[Extracted data entries]
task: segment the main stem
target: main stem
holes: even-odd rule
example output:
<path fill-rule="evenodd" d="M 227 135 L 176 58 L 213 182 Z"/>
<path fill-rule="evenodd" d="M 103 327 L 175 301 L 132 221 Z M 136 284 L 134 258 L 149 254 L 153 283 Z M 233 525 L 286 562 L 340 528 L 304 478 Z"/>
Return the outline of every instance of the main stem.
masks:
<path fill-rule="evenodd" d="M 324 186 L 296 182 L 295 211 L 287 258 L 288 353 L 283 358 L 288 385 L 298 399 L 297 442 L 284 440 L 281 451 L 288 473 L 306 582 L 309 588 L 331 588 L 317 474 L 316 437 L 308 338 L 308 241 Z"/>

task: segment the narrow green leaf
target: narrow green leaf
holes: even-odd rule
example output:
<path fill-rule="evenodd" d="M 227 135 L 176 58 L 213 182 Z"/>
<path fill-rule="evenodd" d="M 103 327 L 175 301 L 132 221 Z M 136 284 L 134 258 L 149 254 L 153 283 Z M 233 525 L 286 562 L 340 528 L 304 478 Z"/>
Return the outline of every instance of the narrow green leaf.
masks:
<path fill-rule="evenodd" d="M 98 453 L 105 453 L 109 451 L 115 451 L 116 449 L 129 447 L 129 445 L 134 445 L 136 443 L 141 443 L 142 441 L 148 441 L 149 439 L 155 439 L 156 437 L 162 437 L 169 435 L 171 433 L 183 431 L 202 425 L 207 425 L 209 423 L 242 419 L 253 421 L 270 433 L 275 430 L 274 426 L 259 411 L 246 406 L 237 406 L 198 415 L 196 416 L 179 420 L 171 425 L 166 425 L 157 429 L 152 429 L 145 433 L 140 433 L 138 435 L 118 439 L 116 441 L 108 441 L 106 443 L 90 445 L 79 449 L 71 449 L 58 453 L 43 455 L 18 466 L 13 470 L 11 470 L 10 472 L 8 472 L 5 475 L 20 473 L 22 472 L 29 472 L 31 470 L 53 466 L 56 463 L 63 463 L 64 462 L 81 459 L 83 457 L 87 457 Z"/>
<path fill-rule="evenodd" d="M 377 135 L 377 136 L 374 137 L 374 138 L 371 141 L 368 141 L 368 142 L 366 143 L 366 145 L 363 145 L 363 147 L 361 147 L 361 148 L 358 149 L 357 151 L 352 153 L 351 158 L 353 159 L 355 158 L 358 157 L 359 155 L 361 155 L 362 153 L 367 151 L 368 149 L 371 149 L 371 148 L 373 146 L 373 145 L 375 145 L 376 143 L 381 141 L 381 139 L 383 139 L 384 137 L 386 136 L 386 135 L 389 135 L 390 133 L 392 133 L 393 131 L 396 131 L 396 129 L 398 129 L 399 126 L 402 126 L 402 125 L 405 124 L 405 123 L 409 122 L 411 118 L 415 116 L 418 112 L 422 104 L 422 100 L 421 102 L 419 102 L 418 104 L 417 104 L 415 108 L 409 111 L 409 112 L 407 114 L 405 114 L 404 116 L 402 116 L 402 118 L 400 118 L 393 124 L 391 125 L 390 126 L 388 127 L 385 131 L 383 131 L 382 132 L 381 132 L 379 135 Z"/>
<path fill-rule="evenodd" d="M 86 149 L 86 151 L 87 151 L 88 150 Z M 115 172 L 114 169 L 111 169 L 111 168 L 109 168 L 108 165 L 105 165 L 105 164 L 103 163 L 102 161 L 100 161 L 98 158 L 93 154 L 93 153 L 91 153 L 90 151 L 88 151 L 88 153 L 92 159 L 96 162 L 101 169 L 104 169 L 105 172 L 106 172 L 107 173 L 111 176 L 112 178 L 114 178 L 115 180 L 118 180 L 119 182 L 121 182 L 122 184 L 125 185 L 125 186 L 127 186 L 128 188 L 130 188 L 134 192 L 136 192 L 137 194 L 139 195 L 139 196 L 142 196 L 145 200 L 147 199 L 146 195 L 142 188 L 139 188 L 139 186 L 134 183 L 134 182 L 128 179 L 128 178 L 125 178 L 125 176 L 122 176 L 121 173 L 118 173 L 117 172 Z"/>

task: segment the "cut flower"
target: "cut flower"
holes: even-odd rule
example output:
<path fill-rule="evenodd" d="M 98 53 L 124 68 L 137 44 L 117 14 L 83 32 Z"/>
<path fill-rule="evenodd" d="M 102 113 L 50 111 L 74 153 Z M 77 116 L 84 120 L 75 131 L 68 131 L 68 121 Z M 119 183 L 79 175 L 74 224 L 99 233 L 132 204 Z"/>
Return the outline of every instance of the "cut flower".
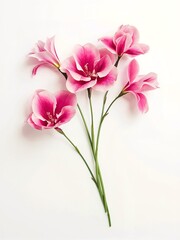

> **Brief**
Please copy out every line of the material above word for word, leaving out the pictures.

> **Full output**
task: segment the main stem
target: main stem
holes: even-odd rule
example output:
<path fill-rule="evenodd" d="M 227 135 L 176 58 L 213 182 Z"/>
<path fill-rule="evenodd" d="M 103 327 L 175 301 L 132 221 Z M 136 284 L 134 258 L 149 254 L 153 283 Z M 233 525 L 286 562 L 340 528 L 304 478 Z"/>
Return the outline of every instance of the main stem.
masks:
<path fill-rule="evenodd" d="M 324 186 L 296 182 L 295 211 L 287 258 L 288 353 L 283 358 L 288 385 L 298 399 L 297 442 L 284 440 L 281 451 L 288 473 L 306 582 L 309 588 L 331 588 L 317 474 L 316 437 L 308 338 L 308 241 Z"/>

task: segment the narrow green leaf
target: narrow green leaf
holes: even-odd rule
example output:
<path fill-rule="evenodd" d="M 227 135 L 176 58 L 213 182 Z"/>
<path fill-rule="evenodd" d="M 103 327 L 175 301 L 132 221 Z M 136 284 L 134 258 L 149 254 L 153 283 Z M 233 525 L 286 562 L 340 528 L 304 478 Z"/>
Return the outline of every instance of the narrow green leaf.
masks:
<path fill-rule="evenodd" d="M 98 453 L 105 453 L 109 451 L 115 451 L 116 449 L 129 447 L 129 445 L 134 445 L 136 443 L 141 443 L 142 441 L 148 441 L 149 439 L 155 439 L 156 437 L 162 437 L 169 435 L 171 433 L 183 431 L 202 425 L 207 425 L 209 423 L 242 419 L 253 421 L 270 433 L 275 430 L 274 426 L 259 411 L 246 406 L 237 406 L 198 415 L 196 416 L 179 420 L 171 425 L 166 425 L 157 429 L 152 429 L 145 433 L 140 433 L 138 435 L 118 439 L 116 441 L 108 441 L 106 443 L 90 445 L 79 449 L 71 449 L 58 453 L 43 455 L 18 466 L 13 470 L 11 470 L 10 472 L 8 472 L 5 475 L 20 473 L 22 472 L 29 472 L 31 470 L 53 466 L 56 463 L 63 463 L 64 462 L 81 459 L 83 457 L 87 457 Z"/>
<path fill-rule="evenodd" d="M 377 135 L 377 136 L 374 137 L 374 138 L 371 141 L 368 141 L 368 142 L 366 143 L 366 145 L 363 145 L 363 147 L 361 147 L 361 148 L 358 149 L 357 151 L 352 153 L 351 158 L 353 159 L 355 158 L 358 157 L 359 155 L 361 155 L 362 153 L 367 151 L 368 149 L 371 149 L 371 148 L 373 146 L 373 145 L 375 145 L 376 143 L 381 141 L 381 139 L 383 139 L 384 137 L 386 136 L 386 135 L 389 135 L 390 133 L 392 133 L 393 131 L 396 131 L 396 129 L 398 129 L 399 126 L 402 126 L 402 125 L 405 124 L 405 123 L 409 122 L 411 118 L 415 116 L 418 112 L 422 104 L 422 100 L 421 102 L 419 102 L 418 104 L 417 104 L 415 108 L 409 111 L 409 112 L 407 114 L 405 114 L 404 116 L 402 116 L 402 118 L 400 118 L 393 124 L 391 125 L 390 126 L 388 127 L 385 131 L 383 131 L 382 132 L 381 132 L 379 135 Z"/>
<path fill-rule="evenodd" d="M 86 149 L 86 151 L 87 151 L 88 150 Z M 115 172 L 114 169 L 111 169 L 111 168 L 109 168 L 108 165 L 105 165 L 105 164 L 103 163 L 102 161 L 100 161 L 98 158 L 93 154 L 93 153 L 91 153 L 90 151 L 88 151 L 88 153 L 92 159 L 96 162 L 101 169 L 104 169 L 105 172 L 106 172 L 107 173 L 111 176 L 112 178 L 114 178 L 115 180 L 118 180 L 119 182 L 121 182 L 122 184 L 125 185 L 125 186 L 127 186 L 128 188 L 130 188 L 134 192 L 136 192 L 137 194 L 139 195 L 139 196 L 142 196 L 145 200 L 147 199 L 146 195 L 142 188 L 139 188 L 139 186 L 134 183 L 134 182 L 128 179 L 128 178 L 125 178 L 125 176 L 122 176 L 121 173 L 118 173 L 117 172 Z"/>

task: segment the "cut flower"
target: "cut flower"
holes: even-odd rule
example output:
<path fill-rule="evenodd" d="M 98 53 L 124 68 L 137 44 L 117 14 L 83 32 Z"/>
<path fill-rule="evenodd" d="M 102 113 L 50 111 L 74 153 Z M 77 116 L 84 120 L 75 131 L 68 131 L 68 121 Z M 119 183 L 79 175 L 74 224 L 99 233 L 132 204 Z"/>
Return the outline of every instance of the "cut flower".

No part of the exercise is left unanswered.